As a condition of that probation, he was also ordered to complete a batterer intervention/prevention program, and undergo random drug and alcohol testing, according to Harris County court records.
Session completed the terms of this probation in March 2014. His employer at the time reported the assault case to Texas Education Agency, which has the option to sanction certified educators in such cases. None was issued in this case.
Session was one of Southside Superintendent Mark Eads’ first hires after he came onboard in May 2016. Session’s $112,000 annual salary ranked among the top 30 for high school principals in Bexar County, according to a list compiled by mySA.com last fall.
It’s clear that Southside routinely conducts criminal background checks on prospective employees. So the district should have known of Session’s criminal record.
What’s unclear, then, is why the district weighted the criteria the way it did to hire him anyway. The district won’t say.
Southside ISD has been in turmoil for years, and much change is afoot. Optimism was growing that things were finally moving in the right direction after Eads arrived.
Earlier this year, the community welcomed the TEA’s assignment of a conservator in Southside ISD and has been anxiously awaiting the replacement of the elected board with appointed members.
Rebuilding this troubled district is going to take a team effort and community support.
Recruiting community members to serve on the appointed board and educators to work in what has been a dysfunctional district are difficult enough under normal circumstance. Administrative missteps like the one that resulted in the hiring of Session only undermine the process.

==========

- _TASK REQUIREMENTS_
Answer these questions from the passage on Southside ISD's hiring of Session:
1. When did Session complete the terms of his probation?
2. In what month and year did Mark Eads come onboard as Southside Superintendent?
3. What was Session's annual salary?

- _DATASET EXCERPT_
==========

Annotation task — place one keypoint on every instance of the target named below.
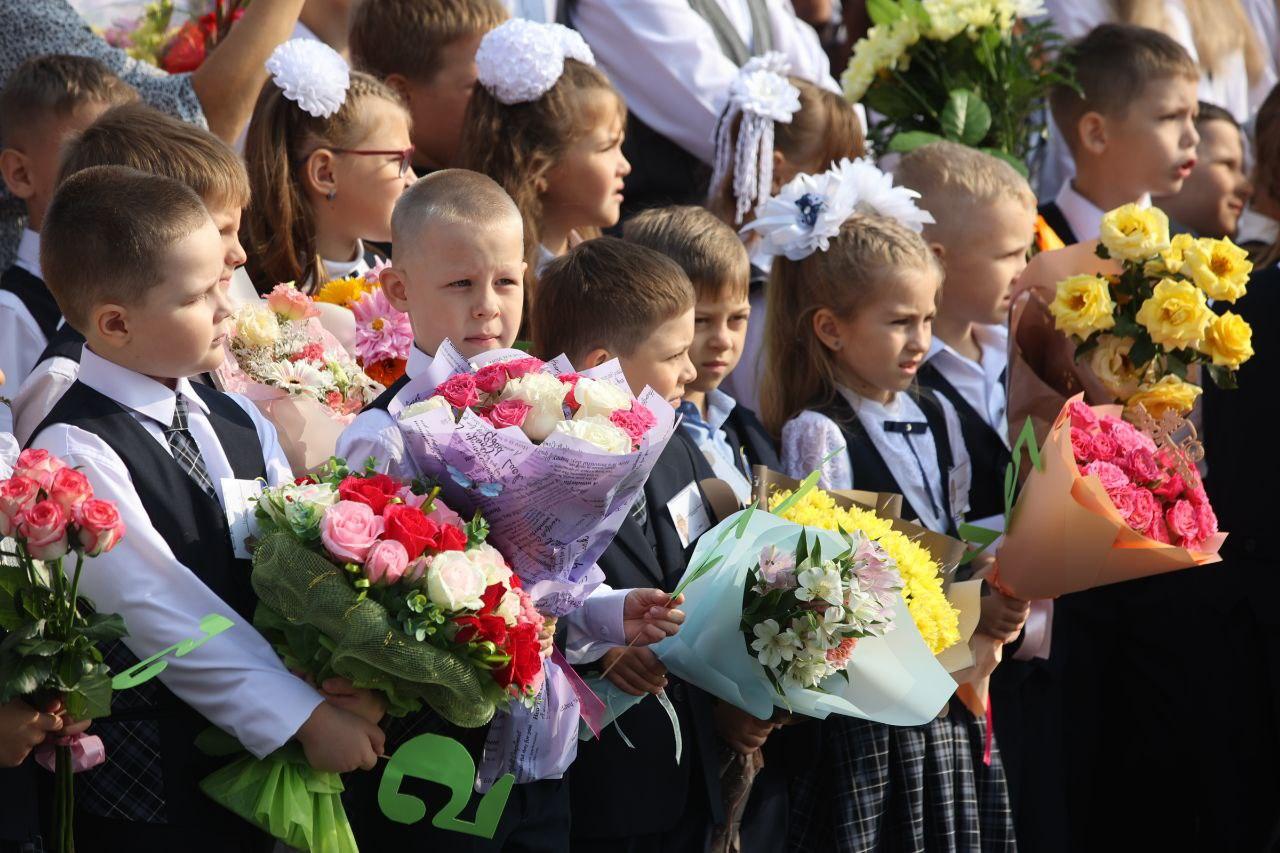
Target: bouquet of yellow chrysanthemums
(1138, 331)
(973, 72)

==========

- _FULL OUTPUT_
1. March 2014
2. May 2016
3. $112,000